──────── PROVIDED MATERIAL
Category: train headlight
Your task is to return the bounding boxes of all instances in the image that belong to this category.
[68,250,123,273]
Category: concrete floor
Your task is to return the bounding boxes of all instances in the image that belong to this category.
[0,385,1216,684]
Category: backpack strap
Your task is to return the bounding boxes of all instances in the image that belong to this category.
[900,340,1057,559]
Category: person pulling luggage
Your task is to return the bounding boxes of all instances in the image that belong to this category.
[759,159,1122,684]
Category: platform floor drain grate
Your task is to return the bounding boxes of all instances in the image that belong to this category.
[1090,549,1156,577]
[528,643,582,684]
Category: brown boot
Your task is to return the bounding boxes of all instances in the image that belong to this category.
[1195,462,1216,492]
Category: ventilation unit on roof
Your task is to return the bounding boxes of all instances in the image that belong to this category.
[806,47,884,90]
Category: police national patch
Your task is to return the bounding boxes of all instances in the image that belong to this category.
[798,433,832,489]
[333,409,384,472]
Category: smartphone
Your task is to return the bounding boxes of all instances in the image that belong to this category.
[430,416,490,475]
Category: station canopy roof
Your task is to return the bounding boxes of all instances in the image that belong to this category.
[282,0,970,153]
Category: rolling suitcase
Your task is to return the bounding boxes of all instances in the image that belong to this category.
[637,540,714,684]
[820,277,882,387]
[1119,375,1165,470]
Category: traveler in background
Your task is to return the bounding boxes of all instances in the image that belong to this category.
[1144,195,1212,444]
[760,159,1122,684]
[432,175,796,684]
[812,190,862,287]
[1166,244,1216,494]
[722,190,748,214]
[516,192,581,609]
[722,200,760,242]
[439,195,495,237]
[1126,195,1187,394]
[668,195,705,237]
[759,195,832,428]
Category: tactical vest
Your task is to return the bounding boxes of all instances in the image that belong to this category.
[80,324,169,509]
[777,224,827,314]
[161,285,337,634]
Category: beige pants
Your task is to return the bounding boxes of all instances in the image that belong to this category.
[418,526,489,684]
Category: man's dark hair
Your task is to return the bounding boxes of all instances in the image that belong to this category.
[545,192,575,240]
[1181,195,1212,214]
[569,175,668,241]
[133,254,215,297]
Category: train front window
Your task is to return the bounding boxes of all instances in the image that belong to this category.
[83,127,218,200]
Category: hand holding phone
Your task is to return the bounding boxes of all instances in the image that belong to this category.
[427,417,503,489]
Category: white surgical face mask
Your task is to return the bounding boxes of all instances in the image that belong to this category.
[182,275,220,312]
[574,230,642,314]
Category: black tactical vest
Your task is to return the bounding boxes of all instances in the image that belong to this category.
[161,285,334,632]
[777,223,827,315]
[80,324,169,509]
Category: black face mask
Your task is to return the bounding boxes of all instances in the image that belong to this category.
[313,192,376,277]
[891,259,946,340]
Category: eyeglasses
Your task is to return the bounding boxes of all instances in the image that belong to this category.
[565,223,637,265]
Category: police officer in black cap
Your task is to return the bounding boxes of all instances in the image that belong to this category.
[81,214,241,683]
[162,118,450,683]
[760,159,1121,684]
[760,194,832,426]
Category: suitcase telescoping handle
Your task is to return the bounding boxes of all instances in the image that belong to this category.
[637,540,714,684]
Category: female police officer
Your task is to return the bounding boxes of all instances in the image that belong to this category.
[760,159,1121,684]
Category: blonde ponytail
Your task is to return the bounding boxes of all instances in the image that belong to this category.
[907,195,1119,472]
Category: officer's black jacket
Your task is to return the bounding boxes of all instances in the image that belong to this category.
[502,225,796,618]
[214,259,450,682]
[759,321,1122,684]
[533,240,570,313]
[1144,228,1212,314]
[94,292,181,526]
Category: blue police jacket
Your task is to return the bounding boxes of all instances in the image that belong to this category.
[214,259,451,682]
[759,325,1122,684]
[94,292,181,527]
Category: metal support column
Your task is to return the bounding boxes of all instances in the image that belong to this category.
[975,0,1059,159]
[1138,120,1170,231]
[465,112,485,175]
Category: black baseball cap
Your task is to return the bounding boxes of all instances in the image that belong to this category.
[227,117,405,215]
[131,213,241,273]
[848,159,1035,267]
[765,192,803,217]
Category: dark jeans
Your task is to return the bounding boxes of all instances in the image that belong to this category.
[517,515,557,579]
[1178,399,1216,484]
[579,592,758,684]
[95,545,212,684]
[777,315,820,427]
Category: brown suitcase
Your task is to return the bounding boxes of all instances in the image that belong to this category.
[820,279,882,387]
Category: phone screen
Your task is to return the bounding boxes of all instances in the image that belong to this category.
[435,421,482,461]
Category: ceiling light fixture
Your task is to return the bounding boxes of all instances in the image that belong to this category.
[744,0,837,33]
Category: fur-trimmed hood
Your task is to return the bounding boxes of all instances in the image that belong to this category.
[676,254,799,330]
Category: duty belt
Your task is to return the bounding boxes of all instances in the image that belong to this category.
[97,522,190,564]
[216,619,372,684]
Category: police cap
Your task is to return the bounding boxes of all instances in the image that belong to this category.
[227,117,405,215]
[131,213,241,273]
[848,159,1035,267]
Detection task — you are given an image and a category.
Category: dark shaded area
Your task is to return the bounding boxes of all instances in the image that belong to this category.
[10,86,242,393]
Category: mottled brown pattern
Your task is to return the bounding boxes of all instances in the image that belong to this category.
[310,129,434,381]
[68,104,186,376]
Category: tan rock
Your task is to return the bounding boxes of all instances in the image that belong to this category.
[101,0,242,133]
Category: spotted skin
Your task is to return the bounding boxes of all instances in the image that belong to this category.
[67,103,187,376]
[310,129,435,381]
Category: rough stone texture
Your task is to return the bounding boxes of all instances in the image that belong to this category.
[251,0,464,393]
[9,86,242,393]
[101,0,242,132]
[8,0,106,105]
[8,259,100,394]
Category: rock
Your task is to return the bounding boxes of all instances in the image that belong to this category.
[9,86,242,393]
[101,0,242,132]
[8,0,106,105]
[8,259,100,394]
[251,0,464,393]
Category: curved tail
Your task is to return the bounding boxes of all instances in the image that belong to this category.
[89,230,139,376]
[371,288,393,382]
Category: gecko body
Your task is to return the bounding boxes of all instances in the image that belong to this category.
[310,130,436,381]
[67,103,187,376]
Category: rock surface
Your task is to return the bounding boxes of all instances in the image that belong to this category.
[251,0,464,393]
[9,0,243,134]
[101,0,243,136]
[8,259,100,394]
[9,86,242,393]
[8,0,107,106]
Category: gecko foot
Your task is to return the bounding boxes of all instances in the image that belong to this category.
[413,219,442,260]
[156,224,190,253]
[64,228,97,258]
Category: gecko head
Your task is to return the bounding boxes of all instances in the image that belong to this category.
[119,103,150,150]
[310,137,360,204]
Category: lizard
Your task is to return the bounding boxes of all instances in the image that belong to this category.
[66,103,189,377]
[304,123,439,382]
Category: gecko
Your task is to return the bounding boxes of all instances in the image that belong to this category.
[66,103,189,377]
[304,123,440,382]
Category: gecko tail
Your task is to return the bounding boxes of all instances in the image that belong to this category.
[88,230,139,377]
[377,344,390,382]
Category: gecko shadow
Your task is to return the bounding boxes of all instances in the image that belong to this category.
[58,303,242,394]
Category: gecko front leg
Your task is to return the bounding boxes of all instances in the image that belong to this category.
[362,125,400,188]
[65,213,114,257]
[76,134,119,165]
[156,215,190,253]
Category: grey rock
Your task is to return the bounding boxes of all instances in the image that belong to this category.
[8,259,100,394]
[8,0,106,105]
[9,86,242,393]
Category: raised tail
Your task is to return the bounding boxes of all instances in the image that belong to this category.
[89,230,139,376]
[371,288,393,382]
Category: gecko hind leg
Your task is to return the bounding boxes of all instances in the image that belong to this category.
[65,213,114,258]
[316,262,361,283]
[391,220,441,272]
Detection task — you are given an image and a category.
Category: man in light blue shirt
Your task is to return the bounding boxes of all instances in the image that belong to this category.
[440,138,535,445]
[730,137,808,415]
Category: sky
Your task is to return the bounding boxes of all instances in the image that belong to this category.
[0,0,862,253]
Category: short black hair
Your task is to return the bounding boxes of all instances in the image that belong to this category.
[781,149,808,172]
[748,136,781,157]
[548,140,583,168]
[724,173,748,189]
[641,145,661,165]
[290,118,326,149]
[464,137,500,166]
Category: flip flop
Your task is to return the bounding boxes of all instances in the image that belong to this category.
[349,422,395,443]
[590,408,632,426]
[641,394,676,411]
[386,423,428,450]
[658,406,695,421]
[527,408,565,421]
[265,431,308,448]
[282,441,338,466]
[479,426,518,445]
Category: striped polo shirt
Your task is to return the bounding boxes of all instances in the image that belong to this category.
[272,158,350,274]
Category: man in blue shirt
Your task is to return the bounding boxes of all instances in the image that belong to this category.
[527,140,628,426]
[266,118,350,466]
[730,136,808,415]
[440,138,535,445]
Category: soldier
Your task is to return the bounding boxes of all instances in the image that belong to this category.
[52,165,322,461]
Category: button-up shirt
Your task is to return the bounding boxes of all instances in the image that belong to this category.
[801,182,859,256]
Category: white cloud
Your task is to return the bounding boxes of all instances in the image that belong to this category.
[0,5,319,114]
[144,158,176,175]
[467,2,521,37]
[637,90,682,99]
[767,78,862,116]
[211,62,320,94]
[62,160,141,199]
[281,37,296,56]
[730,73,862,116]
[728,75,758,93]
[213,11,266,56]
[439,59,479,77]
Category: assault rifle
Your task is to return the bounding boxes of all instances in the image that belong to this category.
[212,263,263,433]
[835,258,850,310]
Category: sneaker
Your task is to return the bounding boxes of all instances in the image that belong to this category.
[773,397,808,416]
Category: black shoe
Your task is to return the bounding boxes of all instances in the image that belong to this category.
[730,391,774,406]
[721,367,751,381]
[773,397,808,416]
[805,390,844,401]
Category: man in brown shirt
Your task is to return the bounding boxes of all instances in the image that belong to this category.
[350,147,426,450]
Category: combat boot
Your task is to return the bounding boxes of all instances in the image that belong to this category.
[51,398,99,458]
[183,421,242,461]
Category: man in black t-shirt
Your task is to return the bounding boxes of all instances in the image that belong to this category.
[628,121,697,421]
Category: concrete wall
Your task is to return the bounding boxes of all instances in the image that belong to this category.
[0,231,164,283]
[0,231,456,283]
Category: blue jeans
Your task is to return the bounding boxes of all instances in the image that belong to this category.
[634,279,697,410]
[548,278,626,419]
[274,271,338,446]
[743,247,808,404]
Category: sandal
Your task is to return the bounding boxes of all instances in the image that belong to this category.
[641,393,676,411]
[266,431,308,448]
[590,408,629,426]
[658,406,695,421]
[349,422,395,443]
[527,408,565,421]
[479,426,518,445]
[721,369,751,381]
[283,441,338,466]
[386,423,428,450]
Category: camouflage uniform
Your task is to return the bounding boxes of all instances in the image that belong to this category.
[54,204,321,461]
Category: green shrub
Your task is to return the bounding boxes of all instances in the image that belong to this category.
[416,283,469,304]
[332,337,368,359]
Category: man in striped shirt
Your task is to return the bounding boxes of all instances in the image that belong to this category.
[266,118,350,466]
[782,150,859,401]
────────────────
REQUIRED TASK - Could you copy out the data word for word, starting at its very first line and ending at the line that contains "[282,0,970,153]", including that line?

EXERCISE SOLUTION -
Category: train headlight
Your task is to return the bounding boxes of all instances in the image that belong to this category.
[68,250,123,273]
Category: concrete floor
Your task is to return the bounding boxes of all instances in the image that belong to this category.
[0,385,1216,684]
Category: backpack strap
Your task is to return the bounding boxes of all instances in the image that belong to this category.
[900,340,1057,559]
Category: person pulling luggage
Your task is to return the bounding boxes of all instances in the image that belong to this category.
[759,159,1122,684]
Category: platform floor drain grate
Your task is to return the bounding boxes of all instances in the image that belong to this category.
[1090,549,1156,577]
[528,643,582,684]
Category: brown boot
Your task is to return the bounding boxes of all instances in the image that belong to this category.
[1195,462,1216,492]
Category: ventilation unit on roof
Your task is to return the bounding boxes of all instances in the image that belong to this category.
[806,47,884,90]
Category: police national patch
Your task is to return the bounding boxes of all instances in the image that belong to this category.
[798,433,832,489]
[333,409,384,472]
Category: smartphone
Your task is to return the bounding boxes of all instances in the image that belong to this category.
[430,416,490,475]
Category: station canopy roof
Your task is to return the bounding boxes of all instances in the image that belong to this category.
[282,0,970,153]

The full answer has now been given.